··· Source text

Error when trying to tune number of features

Hello everyone,

I’m trying to do an N-integration analysis to identify responders from a clinical trial using DIABLO. I’m tunning the model for different design values c(0, 0.25, 0.5, 1.0) and trying to pick the one that maximizes AUC. For each design value, I do:

design = matrix(d,
                ncol = length(data),
                nrow = length(data),
                dimnames = list(names(data),
                                names(data)))
diag(design) = 0 

basic.diablo.model = block.splsda(X = data,
                                  Y = Y,
                                  ncomp = 4,
                                  design = design)

perf.diablo = perf(basic.diablo.model,
                   validation = 'Mfold',
                   folds = 5,
                   nrepeat = 50)

optimal_ncomp = perf.diablo$choice.ncomp$WeightedVote["Overall.BER", "max.dist"]

test.keepX = list(df_metabolic = c(seq(1,ncol(data$df_metabolic),5)),
                  df_lipids  = c(seq(1,ncol(data$df_lipids),25)),
                  df_pgs  = c(seq(1,ncol(data$df_pgs),1)),
                  df_microbiome = c(seq(1,ncol(data$df_microbiome),20))
)

tune.TCGA = tune.block.splsda(X = data,
                              Y = Y,
                              ncomp = optimal_ncomp, 
                              test.keepX = test.keepX,
                              design = design,
                              validation = 'Mfold',
                              folds = 5,
                              nrepeat = 50,
                              dist = "max.dist",
                              progressBar = TRUE,
                              BPPARAM = BiocParallel::SnowParam(workers = 20))

······
··· Given entries

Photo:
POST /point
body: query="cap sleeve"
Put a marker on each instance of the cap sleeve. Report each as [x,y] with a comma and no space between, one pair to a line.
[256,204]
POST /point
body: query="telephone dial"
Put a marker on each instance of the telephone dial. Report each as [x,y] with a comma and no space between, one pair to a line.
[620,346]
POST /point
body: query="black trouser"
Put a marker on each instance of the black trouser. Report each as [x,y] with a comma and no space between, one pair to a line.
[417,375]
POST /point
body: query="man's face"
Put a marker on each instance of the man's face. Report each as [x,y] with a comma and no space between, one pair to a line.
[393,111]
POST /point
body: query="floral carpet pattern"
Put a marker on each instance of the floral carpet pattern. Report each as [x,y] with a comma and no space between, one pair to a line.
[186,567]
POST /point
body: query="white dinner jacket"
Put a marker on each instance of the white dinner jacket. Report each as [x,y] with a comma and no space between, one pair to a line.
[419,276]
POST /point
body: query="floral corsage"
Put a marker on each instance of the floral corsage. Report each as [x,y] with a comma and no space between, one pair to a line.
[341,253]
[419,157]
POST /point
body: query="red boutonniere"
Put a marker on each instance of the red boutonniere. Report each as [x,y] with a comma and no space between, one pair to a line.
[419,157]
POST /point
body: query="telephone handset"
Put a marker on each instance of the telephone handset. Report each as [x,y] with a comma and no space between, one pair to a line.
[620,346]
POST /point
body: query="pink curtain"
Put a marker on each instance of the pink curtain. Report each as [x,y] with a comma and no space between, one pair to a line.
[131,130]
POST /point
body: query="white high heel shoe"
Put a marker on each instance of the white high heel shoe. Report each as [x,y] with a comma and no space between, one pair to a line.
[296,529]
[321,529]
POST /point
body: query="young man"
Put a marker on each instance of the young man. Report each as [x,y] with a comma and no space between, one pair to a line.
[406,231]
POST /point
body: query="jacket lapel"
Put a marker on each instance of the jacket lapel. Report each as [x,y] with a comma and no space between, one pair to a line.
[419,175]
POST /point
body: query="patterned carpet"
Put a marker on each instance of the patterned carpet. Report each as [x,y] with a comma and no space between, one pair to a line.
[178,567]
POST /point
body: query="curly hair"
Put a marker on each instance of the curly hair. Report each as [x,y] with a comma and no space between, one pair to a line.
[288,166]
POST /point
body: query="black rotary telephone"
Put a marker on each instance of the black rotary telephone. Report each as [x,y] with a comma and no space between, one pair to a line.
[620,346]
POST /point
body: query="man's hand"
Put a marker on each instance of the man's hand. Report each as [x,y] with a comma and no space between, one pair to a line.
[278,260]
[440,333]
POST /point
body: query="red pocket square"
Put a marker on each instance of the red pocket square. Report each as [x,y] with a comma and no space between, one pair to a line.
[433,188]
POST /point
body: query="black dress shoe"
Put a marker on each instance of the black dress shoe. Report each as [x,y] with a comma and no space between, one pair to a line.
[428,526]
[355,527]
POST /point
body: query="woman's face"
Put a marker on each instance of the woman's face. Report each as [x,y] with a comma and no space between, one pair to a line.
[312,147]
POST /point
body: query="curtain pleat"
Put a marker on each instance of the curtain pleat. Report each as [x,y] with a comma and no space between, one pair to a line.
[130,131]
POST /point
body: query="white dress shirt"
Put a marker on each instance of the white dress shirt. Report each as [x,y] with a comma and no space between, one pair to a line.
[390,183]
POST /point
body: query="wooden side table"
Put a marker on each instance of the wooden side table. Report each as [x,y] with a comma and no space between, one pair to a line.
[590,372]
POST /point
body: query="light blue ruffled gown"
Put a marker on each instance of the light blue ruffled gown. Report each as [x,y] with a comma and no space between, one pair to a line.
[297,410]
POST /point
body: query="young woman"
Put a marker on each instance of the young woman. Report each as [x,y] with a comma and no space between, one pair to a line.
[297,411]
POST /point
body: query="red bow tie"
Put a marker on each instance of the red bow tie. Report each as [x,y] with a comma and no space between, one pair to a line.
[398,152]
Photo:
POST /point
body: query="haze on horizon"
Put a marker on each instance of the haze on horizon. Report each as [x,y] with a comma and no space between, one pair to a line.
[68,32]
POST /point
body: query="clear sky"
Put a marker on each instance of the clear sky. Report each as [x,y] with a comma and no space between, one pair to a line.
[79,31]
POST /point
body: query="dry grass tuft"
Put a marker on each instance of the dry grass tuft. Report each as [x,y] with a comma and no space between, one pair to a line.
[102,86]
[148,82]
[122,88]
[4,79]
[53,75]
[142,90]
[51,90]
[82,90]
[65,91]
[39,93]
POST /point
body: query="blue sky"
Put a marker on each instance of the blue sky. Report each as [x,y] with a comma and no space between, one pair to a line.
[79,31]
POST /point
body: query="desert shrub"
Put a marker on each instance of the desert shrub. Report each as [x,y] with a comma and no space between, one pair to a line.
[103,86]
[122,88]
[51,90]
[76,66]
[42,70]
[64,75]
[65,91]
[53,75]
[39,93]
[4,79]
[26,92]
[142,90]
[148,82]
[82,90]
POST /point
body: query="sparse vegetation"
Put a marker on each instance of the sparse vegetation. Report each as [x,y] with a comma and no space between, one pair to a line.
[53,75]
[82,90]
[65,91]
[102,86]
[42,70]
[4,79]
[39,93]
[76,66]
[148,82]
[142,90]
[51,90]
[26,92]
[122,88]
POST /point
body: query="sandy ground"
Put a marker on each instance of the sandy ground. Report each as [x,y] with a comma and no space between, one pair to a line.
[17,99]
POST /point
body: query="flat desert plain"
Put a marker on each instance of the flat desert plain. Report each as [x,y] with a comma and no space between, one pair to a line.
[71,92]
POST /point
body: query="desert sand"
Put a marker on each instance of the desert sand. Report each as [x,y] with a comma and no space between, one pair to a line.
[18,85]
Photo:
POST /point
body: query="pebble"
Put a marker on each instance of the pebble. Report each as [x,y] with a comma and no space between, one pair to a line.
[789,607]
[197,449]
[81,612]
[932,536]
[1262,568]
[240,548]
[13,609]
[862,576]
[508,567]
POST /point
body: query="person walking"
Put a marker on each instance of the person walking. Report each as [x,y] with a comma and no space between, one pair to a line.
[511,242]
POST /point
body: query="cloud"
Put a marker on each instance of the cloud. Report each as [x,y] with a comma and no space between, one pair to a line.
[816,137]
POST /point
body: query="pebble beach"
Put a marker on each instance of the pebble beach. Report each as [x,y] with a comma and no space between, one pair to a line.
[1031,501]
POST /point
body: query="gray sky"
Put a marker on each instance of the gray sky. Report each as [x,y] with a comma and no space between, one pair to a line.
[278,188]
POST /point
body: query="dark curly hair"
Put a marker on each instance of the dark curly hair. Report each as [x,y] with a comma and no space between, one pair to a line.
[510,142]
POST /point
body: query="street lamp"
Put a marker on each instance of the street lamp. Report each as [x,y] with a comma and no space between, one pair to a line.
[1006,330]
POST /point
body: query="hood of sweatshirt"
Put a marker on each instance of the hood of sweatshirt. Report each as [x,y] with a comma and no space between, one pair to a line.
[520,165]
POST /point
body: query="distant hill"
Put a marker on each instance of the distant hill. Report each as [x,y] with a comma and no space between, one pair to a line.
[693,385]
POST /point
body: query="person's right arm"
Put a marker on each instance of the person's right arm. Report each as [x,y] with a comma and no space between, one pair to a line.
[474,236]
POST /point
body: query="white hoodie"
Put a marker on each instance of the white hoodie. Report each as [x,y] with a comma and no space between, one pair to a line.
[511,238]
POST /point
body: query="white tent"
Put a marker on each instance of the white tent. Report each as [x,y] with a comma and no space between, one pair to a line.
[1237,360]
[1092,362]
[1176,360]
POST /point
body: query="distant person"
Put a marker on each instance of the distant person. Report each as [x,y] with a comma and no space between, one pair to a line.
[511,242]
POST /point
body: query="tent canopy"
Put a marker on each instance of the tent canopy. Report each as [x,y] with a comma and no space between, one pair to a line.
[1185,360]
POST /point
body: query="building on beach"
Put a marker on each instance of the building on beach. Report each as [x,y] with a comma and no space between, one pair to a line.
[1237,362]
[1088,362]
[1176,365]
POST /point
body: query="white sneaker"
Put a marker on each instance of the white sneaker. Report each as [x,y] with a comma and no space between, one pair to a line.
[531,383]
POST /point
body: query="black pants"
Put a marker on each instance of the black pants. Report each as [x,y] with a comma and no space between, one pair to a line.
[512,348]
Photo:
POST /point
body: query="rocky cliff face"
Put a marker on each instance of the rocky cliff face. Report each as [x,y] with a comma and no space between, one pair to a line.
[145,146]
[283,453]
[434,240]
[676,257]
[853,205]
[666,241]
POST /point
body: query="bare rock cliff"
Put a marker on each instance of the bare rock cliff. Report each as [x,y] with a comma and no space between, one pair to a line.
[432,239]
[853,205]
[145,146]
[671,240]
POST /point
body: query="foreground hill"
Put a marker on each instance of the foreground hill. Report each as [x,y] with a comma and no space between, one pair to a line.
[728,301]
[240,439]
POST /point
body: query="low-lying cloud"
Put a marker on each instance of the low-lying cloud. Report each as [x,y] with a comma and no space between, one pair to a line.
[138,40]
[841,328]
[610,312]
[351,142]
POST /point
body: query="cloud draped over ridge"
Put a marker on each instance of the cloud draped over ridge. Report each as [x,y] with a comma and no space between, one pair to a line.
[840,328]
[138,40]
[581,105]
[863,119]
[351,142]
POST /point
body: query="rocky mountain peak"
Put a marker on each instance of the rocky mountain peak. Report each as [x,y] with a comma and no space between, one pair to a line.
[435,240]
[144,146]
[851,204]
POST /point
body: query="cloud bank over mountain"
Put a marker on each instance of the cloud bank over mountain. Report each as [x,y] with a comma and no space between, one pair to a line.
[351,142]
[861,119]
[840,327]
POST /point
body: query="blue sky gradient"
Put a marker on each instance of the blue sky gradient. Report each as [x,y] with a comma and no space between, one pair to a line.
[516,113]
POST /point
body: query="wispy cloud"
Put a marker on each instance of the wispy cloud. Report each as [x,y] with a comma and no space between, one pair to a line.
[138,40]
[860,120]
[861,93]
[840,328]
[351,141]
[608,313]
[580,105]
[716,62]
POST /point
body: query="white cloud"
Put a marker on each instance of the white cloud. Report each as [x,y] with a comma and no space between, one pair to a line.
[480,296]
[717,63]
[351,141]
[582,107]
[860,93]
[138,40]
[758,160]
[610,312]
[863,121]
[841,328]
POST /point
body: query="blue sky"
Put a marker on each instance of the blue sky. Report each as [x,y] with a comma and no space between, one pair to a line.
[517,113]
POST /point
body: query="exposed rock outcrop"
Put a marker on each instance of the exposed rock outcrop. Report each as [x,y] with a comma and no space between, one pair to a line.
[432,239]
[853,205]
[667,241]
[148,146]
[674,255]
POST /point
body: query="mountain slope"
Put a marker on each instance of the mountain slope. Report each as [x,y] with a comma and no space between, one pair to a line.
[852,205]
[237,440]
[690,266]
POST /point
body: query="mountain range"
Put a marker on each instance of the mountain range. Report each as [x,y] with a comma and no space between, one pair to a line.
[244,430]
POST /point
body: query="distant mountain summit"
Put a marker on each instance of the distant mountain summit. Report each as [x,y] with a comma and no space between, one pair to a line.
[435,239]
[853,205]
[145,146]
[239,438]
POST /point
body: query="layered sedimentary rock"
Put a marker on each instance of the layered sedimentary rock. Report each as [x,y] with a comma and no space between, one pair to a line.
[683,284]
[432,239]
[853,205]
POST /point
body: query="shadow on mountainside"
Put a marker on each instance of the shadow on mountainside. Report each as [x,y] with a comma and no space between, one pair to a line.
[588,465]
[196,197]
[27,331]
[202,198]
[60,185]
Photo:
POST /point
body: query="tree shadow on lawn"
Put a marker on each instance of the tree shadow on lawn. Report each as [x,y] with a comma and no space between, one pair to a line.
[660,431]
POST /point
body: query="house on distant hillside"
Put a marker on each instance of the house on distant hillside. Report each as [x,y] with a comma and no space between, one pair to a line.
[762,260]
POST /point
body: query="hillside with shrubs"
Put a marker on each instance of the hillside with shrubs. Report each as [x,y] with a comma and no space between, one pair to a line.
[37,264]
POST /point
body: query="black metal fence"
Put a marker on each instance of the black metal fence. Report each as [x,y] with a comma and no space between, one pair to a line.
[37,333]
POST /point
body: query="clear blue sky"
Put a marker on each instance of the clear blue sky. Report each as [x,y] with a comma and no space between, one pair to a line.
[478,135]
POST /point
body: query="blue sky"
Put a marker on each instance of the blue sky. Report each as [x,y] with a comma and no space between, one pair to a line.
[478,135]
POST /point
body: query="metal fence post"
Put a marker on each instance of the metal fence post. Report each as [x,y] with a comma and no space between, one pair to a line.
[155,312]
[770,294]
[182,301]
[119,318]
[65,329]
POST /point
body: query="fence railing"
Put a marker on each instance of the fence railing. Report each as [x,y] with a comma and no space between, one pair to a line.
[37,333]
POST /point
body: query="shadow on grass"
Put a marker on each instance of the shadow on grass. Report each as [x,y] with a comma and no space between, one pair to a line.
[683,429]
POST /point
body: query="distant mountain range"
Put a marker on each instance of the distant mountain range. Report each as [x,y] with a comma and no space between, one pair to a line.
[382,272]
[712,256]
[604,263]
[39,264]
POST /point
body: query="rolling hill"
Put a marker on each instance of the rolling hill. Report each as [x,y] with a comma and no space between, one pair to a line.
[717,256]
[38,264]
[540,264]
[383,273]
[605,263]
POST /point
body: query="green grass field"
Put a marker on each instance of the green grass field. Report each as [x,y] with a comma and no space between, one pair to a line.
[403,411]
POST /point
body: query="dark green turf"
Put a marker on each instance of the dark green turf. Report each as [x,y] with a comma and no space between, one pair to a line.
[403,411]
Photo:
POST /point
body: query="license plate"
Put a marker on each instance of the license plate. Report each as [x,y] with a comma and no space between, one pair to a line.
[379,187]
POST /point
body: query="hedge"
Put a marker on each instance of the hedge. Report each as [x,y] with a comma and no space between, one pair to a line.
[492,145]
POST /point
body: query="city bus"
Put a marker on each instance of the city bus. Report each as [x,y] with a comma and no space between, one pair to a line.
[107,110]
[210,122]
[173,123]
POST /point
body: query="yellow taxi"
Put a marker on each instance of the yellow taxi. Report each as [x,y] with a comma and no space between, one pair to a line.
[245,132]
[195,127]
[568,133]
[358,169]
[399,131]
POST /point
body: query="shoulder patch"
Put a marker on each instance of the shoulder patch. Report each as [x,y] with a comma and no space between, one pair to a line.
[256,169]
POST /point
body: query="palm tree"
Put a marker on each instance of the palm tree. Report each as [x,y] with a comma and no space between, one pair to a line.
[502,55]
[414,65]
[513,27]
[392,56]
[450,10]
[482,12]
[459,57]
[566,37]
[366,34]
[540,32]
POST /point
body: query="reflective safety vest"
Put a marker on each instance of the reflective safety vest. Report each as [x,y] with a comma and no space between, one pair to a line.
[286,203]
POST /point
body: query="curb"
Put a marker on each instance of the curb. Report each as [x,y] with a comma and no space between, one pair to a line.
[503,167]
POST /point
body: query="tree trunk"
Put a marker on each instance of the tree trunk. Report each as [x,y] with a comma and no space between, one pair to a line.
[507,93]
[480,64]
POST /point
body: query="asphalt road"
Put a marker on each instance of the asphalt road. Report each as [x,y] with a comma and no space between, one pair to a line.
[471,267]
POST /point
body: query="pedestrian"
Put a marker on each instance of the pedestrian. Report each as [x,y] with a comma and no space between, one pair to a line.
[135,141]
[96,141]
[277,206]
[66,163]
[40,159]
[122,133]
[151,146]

······

▸ **What you need to do**:
Return the passage of the forum post on tuning the number of features in DIABLO verbatim, starting at "basic.diablo.model = block.splsda(X" and ending at "nrepeat = 50)".

▸ **Response to the exercise**:
basic.diablo.model = block.splsda(X = data,
                                  Y = Y,
                                  ncomp = 4,
                                  design = design)

perf.diablo = perf(basic.diablo.model,
                   validation = 'Mfold',
                   folds = 5,
                   nrepeat = 50)